● **Extracted data**:
......
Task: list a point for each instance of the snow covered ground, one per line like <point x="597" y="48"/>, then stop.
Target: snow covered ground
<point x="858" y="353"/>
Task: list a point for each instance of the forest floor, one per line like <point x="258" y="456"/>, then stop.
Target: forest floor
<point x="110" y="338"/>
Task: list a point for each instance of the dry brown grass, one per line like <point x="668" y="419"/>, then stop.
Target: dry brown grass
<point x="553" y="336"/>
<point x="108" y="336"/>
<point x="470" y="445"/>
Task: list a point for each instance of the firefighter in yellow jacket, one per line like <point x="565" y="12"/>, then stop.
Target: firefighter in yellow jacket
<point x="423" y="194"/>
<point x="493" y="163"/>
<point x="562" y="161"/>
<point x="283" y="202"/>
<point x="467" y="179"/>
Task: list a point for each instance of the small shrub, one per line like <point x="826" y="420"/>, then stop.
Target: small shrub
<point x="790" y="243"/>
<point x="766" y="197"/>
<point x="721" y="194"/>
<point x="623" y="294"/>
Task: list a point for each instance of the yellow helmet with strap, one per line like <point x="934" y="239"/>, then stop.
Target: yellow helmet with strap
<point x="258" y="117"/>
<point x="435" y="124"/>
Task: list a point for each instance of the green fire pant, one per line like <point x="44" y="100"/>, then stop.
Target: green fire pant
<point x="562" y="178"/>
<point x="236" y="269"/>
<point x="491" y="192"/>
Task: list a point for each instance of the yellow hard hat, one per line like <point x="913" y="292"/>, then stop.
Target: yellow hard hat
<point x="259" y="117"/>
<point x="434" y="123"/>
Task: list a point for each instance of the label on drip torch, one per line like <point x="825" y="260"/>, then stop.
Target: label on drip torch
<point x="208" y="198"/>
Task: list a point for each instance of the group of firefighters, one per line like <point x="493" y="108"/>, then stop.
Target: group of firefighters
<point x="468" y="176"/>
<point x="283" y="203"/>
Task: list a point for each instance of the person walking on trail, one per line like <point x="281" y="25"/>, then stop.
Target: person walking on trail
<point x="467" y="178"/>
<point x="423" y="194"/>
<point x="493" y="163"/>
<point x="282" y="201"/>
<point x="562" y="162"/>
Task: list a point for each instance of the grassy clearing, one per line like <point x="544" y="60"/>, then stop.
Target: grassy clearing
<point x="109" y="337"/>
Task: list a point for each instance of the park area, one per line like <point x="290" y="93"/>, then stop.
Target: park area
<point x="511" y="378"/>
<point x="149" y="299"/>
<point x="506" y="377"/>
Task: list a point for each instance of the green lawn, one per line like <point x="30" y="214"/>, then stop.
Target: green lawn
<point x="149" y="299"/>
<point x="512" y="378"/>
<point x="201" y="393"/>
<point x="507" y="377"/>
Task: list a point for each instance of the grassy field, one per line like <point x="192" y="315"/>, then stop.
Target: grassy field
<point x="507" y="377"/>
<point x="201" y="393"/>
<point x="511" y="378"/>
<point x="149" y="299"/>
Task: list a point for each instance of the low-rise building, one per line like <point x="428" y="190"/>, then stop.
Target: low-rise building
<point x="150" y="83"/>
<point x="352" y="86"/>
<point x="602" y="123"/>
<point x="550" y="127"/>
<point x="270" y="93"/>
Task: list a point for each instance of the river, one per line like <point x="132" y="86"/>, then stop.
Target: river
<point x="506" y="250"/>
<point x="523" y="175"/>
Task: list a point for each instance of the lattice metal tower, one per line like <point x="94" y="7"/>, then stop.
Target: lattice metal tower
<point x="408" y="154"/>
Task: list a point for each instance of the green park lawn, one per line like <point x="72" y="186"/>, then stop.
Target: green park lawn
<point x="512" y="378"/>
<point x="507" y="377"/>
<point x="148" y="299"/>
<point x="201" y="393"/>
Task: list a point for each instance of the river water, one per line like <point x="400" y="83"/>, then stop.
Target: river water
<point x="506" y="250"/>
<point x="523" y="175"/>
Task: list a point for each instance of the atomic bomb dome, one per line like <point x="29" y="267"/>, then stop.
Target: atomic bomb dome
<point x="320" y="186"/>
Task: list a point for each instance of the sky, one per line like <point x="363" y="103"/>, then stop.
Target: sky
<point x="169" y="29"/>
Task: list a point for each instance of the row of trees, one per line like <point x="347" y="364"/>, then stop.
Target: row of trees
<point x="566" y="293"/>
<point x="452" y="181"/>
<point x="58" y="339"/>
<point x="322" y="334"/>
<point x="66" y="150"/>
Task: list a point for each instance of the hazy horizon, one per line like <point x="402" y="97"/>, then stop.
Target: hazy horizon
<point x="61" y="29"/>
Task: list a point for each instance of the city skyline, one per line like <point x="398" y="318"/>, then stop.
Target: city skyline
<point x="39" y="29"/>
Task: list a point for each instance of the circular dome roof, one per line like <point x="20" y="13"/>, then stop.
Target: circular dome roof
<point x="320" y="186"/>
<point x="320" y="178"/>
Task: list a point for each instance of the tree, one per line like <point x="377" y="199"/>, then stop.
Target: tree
......
Using the records above, restate word for word the lines from the one with "Task: list a point for each instance of the small" through the one with "grassy field, one", both included.

Task: list a point for each instance of the small shrub, one per line like <point x="826" y="420"/>, then stop.
Target: small shrub
<point x="790" y="243"/>
<point x="766" y="197"/>
<point x="721" y="194"/>
<point x="623" y="294"/>
Task: list a point for each instance of the yellow helmet with strap, one per line like <point x="934" y="239"/>, then stop.
Target: yellow helmet with strap
<point x="258" y="117"/>
<point x="435" y="124"/>
Task: list a point for each instance of the green fire pant, one per line like <point x="44" y="100"/>, then stop.
Target: green fire pant
<point x="562" y="178"/>
<point x="236" y="269"/>
<point x="491" y="192"/>
Task: list a point for each instance of the yellow hard hat, one per line like <point x="913" y="292"/>, then stop.
Target: yellow hard hat
<point x="259" y="117"/>
<point x="434" y="123"/>
Task: list a point for each instance of the label on drip torch, one per line like <point x="825" y="260"/>, then stop.
Target: label on drip torch
<point x="208" y="198"/>
Task: list a point for each instance of the group of firefighters, one per line like <point x="493" y="108"/>, then stop.
Target: group of firefighters
<point x="468" y="176"/>
<point x="283" y="203"/>
Task: list a point for each instance of the person walking on trail, one per line like <point x="281" y="25"/>, then stop.
Target: person walking on trail
<point x="467" y="178"/>
<point x="423" y="194"/>
<point x="493" y="163"/>
<point x="282" y="201"/>
<point x="562" y="162"/>
Task: list a point for each instance of the grassy clearing, one per line like <point x="544" y="60"/>, then stop.
Target: grassy clearing
<point x="109" y="337"/>
Task: list a point for each instance of the park area, one per line like <point x="290" y="93"/>, then stop.
Target: park area
<point x="511" y="378"/>
<point x="149" y="299"/>
<point x="506" y="377"/>
Task: list a point for each instance of the green lawn, one per line like <point x="30" y="214"/>, then stop.
Target: green lawn
<point x="149" y="299"/>
<point x="512" y="378"/>
<point x="201" y="393"/>
<point x="507" y="377"/>
Task: list a point for each instance of the grassy field, one per line like <point x="192" y="315"/>, then stop.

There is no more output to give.